In this case, upholding the validity of the unjust enrichment claim would be clear error for the reasons discussed above. Further, there is no prejudice to Plaintiffs, since Plaintiffs served their papers in opposition to Defendants' motion prior to the filing of this Court's previous ruling. In their memorandum, Plaintiffs fully briefed and argued the validity of their unjust enrichment claim. Therefore, prejudice would present no reason not to depart from the law of the case, assuming that this Court were required to do so. Accordingly, Defendants are granted summary judgment on the unjust enrichment claim in its entirety.

4. Promissory Estoppel

Plaintiffs assert in their fourth cause of action that Defendants made a number of unambiguous promises which Plaintiffs relied upon to their detriment. They assert that these promises are enforceable under the theory of promissory estoppel. Defendants move for summary judgment on the fourth cause of action in its entirety.

Promissory estoppel is a "narrow doctrine designed to enforce a contract in the interest of justice where some contract formation problem would otherwise prevent enforcement." In re Gulf Oil/Cities Service Tender Offer Litigation, 725 F. Supp. 712, 735 (S.D.N.Y. 1989); see also Bell v. Leakas, 90 Civ. 7981, 1993 WL 77320, *9 (S.D.N.Y. March 13, 1993) ("`Promissory estoppel is a legal fiction designed to substitute for contractual consideration where one party relied on another's promise without having entered into an enforceable contract.'") (quoting Hartford Fire Ins. Co. v. Federated Dep't Stores, Inc., 723 F. Supp. 976, 993 (S.D.N.Y. 1989)). Thus, "[a]n action for promissory estoppel generally lies when there is no written contract, or the contract cannot be enforced for one reason or another." NCC Sunday Inserts Inc. v. World Color Press, Inc., 759 F. Supp. 1004, 1011 (S.D.N.Y. 1991); see also Cyberchron Corp. v. Calldata Systems Development, 831 F. Supp. 94, 112 (E.D.N.Y. 1993) (holding that promissory estoppel is "applicable only in the absence of an enforceable contract"), aff'd in relevant part, vacated in part, 47 F.3d 39, 45 (2d Cir. 1995) (upholding application of promissory estoppel as a substitute for consideration); Bell, 1993 WL 77320, *9 (finding that, even if agreement were found to contain alleged promises, appropriate theory of recovery would be an action for breach of contract and dismissing promissory estoppel claim).

Stored rows >>
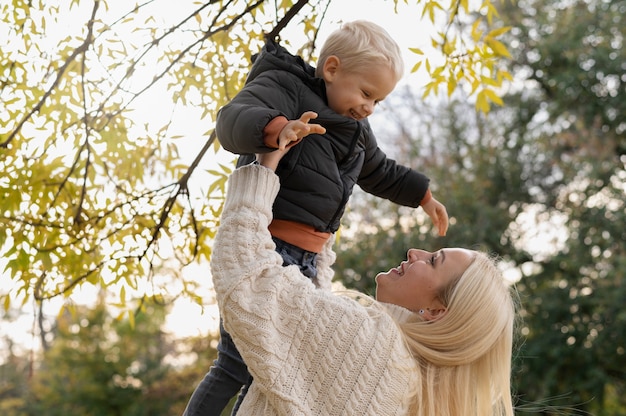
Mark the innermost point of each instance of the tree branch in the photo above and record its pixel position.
(78, 51)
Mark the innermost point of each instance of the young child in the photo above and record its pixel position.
(284, 100)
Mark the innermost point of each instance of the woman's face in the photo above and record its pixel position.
(417, 282)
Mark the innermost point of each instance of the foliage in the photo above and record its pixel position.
(98, 365)
(94, 191)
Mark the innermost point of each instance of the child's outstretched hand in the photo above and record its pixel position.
(437, 212)
(295, 130)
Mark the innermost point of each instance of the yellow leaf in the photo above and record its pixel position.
(500, 31)
(497, 47)
(492, 96)
(476, 33)
(481, 102)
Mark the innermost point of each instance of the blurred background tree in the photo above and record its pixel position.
(98, 365)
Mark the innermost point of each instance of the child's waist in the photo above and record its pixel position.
(300, 235)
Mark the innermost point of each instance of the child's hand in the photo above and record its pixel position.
(437, 212)
(295, 130)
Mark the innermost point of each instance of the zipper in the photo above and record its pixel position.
(345, 196)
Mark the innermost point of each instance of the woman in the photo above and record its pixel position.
(437, 340)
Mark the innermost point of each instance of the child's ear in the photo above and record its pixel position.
(331, 67)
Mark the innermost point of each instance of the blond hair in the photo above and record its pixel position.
(359, 45)
(465, 356)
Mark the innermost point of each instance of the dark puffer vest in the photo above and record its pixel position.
(318, 174)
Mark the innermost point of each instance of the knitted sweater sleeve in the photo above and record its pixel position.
(309, 351)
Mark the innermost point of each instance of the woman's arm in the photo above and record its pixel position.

What is asked >>
(1) Name each court case the opinion cites, listing each case once.
(2) Extract the part of the opinion that starts at the words "Plaintiffs assert in" and stops after the words "action in its entirety.".

Responses for each task >>
(1)
In re Gulf Oil/Cities Service Tender Offer Litigation
Bell v. Leakas
Hartford Fire Ins. Co. v. Federated Dep't Stores, Inc.
NCC Sunday Inserts Inc. v. World Color Press, Inc.
Cyberchron Corp. v. Calldata Systems Development

(2)
Plaintiffs assert in their fourth cause of action that Defendants made a number of unambiguous promises which Plaintiffs relied upon to their detriment. They assert that these promises are enforceable under the theory of promissory estoppel. Defendants move for summary judgment on the fourth cause of action in its entirety.